Selection »
- - -

On March 24th, 2020, I wrote an article posted on StockCharts.com titled "Indexes Showing Signs Of Momentum Shifts Pointing Towards Rally". Please feel free to look up that article.
Note: None of the markets, ETFs or stocks listed in this article are recommendations to buy or sell, this article is intended for educational purposes only.
The article outlined patterns and technical analysis that pointed towards a shift in momentum and the likelihood of a measurable rally. A strong rally has now reached measurable retracement levels and, also, potential strong resistance levels in price.
At present, there is a retracement pattern on the Daily SP 500 Emini chart called the "Gartley 222" pattern. The pattern was seen in the 1935 book Profits in the Stock Market, written by H.M. Gartley.
However, Gartley never referred to this pattern himself as a "Gartley" - he had an illustration on page 222 of this book (see Chart 1 below) showing this retracement pattern. Many traders using this pattern today are unaware of the origin of it and, upon reading a copy of this book, are perplexed when trying to find an actual named reference by H.M. Gartley on page 222 of the "Gartley 222" pattern.
Those who dug a little deeper, as Larry Pesavento did in the 1970s and 1980s, discovered that the descriptions starting on page 221, subtitled "One of the Best Trading Opportunities", was able to decipher the illustration of the pattern. Larry Pesavento was the first to title this pattern "Gartley 222," and it's most commonly referred to now as a "Gartley" pattern. This pattern is described in detail in the book Trade What You See, How to Profit From Pattern Recognition (Larry Pesavento and Leslie Jouflas, Wiley 2007).
Chart 1 - illustration from 1935 'Profits in the Stock Market', H.M. Gartley
A Gartley pattern is a retracement pattern that has an equal-length AB=CD pattern within a previous swing. These patterns are fractal and will form on all time frames and all markets. Of course, like any technical analysis pattern, there can be failures, meaning price exceeds beyond the completion point D in a manner that invalidates the pattern.

- - -

Record excerpts »
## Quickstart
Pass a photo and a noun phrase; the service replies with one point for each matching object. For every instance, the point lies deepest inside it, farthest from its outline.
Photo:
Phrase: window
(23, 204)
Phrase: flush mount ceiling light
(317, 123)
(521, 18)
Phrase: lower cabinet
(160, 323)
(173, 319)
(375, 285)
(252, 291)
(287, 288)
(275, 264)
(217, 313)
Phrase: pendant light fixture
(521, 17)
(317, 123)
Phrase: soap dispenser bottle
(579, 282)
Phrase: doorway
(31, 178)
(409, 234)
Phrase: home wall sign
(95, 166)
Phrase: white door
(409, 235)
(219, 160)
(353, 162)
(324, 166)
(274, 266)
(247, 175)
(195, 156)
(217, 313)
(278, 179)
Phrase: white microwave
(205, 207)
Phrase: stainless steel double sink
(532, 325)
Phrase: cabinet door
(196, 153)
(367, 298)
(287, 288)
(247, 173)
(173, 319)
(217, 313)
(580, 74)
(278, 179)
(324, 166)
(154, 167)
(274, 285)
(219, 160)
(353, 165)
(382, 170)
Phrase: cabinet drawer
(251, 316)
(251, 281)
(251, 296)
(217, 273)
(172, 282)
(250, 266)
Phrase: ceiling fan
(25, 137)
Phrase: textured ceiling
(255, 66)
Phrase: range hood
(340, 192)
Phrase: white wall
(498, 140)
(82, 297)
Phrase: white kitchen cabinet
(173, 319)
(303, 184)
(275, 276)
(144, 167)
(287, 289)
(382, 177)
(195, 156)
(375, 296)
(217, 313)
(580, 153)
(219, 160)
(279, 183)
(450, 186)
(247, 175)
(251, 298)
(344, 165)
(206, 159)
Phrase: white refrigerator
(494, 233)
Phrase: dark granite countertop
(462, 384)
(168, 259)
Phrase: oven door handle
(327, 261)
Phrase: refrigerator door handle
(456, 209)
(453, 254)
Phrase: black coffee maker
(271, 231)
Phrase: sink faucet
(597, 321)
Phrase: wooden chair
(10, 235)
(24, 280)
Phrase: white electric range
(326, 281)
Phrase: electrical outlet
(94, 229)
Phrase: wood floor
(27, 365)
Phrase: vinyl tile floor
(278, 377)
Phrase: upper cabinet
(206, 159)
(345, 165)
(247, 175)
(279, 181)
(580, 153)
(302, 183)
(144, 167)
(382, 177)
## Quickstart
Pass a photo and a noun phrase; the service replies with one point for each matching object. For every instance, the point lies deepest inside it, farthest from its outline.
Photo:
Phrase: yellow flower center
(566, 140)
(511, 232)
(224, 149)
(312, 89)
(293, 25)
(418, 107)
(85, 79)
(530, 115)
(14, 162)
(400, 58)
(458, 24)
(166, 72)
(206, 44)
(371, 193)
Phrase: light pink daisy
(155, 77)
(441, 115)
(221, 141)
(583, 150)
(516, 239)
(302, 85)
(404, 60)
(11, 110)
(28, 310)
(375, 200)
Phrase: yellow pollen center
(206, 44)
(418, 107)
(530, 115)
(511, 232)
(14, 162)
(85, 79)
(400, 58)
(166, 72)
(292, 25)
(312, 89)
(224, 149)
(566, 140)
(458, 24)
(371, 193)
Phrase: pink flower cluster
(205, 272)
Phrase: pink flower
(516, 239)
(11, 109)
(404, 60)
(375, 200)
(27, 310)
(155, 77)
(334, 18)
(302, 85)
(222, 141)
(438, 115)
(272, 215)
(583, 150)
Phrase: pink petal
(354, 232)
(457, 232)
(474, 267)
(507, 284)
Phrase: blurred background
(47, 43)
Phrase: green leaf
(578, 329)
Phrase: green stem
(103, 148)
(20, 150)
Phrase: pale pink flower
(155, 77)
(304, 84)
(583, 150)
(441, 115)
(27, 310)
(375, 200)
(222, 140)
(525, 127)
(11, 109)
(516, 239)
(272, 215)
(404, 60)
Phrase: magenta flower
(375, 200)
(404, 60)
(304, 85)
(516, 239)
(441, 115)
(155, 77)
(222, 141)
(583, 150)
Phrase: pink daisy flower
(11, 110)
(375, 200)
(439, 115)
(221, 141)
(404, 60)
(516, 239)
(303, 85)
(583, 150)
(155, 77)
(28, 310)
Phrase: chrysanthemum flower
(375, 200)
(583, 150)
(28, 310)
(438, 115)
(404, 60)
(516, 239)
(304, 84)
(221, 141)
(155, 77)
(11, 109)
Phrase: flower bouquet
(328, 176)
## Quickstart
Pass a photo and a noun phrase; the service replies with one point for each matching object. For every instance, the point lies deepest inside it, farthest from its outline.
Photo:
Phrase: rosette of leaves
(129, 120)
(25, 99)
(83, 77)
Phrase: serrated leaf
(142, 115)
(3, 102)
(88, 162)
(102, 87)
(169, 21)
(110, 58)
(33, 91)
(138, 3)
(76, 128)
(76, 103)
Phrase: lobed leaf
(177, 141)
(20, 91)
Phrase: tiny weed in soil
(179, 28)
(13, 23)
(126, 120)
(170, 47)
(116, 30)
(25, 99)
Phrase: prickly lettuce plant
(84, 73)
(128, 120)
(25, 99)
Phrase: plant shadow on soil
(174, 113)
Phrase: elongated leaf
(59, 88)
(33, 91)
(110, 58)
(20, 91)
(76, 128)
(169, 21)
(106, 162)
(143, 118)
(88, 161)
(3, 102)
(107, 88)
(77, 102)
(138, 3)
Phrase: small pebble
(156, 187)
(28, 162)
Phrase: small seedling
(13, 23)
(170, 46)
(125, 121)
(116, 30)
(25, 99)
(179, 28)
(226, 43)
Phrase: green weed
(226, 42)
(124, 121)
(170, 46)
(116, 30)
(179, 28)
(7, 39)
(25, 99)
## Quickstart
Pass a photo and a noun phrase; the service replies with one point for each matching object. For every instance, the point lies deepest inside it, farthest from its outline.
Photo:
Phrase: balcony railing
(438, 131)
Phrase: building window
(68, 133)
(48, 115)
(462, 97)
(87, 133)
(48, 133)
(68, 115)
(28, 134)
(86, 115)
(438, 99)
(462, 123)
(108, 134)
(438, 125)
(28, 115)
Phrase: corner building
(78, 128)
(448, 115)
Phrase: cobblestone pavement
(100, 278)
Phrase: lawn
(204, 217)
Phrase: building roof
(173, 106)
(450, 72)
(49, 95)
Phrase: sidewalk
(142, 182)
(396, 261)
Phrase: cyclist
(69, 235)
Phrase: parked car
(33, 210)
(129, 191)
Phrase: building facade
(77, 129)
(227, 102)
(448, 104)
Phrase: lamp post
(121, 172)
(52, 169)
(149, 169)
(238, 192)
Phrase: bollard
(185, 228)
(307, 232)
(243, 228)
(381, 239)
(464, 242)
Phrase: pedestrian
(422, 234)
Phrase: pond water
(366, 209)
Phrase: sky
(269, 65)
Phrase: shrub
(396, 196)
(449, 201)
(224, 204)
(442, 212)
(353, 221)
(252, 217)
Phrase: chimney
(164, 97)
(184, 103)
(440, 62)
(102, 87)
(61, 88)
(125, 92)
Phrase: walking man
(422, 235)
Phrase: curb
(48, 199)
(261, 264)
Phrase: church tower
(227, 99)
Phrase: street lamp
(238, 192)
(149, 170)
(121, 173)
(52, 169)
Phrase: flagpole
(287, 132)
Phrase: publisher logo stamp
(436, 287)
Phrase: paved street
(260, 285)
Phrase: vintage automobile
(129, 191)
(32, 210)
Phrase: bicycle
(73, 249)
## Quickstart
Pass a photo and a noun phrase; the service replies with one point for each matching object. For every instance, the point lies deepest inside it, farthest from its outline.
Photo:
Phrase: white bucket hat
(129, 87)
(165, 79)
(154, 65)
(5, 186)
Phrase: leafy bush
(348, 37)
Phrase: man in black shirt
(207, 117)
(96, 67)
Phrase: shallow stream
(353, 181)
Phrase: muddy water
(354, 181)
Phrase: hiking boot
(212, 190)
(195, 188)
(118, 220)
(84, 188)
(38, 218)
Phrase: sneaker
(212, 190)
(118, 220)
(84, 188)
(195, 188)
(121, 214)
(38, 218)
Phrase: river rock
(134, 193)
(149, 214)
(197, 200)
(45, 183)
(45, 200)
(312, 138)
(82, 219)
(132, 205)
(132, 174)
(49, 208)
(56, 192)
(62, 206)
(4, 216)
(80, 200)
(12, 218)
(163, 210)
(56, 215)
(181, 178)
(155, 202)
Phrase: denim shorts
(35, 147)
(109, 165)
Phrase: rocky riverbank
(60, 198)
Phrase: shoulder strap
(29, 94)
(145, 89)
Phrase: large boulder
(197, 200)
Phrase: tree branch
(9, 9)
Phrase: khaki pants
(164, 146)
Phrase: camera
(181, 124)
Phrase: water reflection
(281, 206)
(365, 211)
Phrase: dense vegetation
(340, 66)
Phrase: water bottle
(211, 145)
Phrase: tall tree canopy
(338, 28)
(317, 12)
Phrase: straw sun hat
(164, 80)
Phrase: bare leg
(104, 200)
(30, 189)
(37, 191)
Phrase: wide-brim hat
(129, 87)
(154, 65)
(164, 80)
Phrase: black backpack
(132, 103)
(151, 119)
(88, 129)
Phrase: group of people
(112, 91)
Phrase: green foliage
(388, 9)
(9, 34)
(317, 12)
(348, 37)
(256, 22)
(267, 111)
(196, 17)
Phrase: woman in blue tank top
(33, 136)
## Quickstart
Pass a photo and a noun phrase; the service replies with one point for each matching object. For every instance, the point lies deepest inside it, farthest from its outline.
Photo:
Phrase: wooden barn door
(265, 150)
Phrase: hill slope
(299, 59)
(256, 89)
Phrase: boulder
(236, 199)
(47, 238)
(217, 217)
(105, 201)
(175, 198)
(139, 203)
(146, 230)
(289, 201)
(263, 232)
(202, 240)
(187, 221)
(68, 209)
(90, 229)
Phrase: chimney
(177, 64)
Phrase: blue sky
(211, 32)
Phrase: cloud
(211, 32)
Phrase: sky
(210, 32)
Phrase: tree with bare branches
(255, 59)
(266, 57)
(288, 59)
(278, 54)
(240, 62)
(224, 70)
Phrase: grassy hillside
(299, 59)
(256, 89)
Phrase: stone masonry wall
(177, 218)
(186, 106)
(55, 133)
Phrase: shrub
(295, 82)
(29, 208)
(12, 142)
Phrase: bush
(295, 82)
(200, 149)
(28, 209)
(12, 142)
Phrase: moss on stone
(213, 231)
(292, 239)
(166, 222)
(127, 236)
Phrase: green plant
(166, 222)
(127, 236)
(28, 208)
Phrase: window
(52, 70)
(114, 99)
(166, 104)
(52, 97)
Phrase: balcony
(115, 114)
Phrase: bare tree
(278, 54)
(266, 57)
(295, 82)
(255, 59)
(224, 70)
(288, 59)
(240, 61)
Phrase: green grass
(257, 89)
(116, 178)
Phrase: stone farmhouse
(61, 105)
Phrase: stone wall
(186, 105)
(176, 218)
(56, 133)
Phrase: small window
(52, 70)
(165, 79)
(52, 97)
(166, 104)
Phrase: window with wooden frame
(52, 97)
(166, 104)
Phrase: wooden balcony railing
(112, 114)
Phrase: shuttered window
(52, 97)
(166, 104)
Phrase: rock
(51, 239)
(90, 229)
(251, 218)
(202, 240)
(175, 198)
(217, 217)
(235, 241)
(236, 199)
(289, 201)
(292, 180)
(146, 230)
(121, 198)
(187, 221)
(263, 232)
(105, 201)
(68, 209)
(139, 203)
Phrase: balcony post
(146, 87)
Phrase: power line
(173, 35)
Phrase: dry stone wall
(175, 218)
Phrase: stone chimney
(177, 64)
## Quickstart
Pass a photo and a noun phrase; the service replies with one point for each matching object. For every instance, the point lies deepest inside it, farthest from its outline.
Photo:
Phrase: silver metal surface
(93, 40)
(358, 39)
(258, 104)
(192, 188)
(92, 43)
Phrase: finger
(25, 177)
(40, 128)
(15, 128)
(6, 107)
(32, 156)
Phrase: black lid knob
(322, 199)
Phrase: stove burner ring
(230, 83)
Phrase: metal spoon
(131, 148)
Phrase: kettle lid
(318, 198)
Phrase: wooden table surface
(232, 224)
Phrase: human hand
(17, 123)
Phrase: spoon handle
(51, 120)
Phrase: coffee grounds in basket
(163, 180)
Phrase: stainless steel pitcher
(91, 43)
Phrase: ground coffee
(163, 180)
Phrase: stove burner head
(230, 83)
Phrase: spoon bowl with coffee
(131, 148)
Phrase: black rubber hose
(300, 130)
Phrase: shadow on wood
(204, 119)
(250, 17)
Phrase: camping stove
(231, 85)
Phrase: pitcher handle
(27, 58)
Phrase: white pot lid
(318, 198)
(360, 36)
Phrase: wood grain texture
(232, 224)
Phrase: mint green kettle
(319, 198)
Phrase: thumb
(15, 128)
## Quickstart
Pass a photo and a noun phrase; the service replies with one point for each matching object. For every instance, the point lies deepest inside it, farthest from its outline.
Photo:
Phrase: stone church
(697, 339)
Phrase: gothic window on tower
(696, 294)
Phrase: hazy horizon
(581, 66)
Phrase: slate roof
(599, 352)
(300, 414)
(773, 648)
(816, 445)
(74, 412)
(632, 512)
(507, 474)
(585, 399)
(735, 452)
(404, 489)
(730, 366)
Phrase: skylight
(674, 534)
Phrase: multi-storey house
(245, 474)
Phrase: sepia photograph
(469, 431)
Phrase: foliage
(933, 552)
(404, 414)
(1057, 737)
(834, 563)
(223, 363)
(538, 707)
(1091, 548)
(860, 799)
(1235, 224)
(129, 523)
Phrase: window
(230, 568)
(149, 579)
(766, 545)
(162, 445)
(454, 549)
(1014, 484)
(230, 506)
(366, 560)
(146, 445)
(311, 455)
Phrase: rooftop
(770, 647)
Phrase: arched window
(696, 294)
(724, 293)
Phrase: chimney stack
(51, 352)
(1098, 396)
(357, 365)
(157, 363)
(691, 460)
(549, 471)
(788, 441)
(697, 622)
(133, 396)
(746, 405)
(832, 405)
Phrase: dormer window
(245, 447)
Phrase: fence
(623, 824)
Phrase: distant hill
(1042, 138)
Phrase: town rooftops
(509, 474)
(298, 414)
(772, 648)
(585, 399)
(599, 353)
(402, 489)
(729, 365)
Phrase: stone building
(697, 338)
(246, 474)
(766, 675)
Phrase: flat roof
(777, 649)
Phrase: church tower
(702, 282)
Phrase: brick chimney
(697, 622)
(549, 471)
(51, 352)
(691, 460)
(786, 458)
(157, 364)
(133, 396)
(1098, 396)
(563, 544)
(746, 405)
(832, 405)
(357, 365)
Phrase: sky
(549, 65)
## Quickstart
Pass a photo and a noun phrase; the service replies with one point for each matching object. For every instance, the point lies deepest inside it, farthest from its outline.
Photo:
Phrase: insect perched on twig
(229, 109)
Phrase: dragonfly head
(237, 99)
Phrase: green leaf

- - -

Given request »
Extend the article on the Gartley 222 pattern, beginning after its last sentence.

Exercise result »
As we will see in Chart 2 below, although there are 2 equal-length swings, AB and CD, there are also extensions of the CD leg that can be very important to study, as the completion can move to one of these areas. Let's start with where the equal length CD leg completes, which we will call the 1.0 D completion. This is in the price area of 2887.
Chart 2 - Daily Chart of the S&P 500 Emini Potential Gartley AB=CD Sell Pattern
That price level, at the 1.0 D completion, is coming back into the first pause and corrective move from the start of the decline in February 2020. These price levels may see resistance.
The area marked on the chart just above in a yellow circle has a confluence of Fibonacci retracements in the 2925 price level. There is a .618 retracement using the February highs, as well as a .786 retracement using the March 2020 highs.
Above that area, you will see 2 red arrows that are marking the 1.27 and 1.618 extensions of this pattern. The extensions are of the CD leg, and you can find them by taking the length of AB, multiplying it by 1.27 or 1.618 (in this case) and adding to the low of C. That will project the extensions. Do the same for a 2.0-or-higher extension and subtract if finding the extensions on a buy pattern.
There are market conditions that sometimes can determine if a D completion may be likely to go to an extension. These include:
- Long strong bars through the 1.0 D completion
- Gap up open in the area of the 1.0 D completion, or an important gap in the early formation of the CD leg, such as a gap out of a consolidation pattern.
Sometimes, momentum indicators can also be useful at completion areas and index comparison.
There are many variations of price behavior around the completion areas; it requires study and training to successfully manage trades using these patterns, such as entry techniques, stop loss placements, exit strategies, market conditions, etc. For comparison, let's look the current Daily NASDAQ potential AB=CD Gartley Sell Pattern in Chart 3.
Chart 3 - NASDAQ Daily Potential AB=CD Gartley Sell Pattern
The first thing I noticed when looking at this pattern is the NASDAQ is stronger than the S&P 500 Emini on this retracement up. It has exceeded the .618 retracement using the February 2020 highs. The 1.0 D completion for the NASDAQ is coming in at a retest of the March 2020 highs, obviously ahead of the SP 500 Emini 1.0 D completion.
It is well worth monitoring other indexes for strength or weakness when the same patterns have formed. That analysis can aid traders in entry, stop loss and exit techniques.
On Chart 2, featuring the S&P 500 Emini, I have drawn a horizontal purple line across the RSI highs from the February 2020 highs. This may be an area where the RSI finds resistance with price near or around the completion areas of the pattern.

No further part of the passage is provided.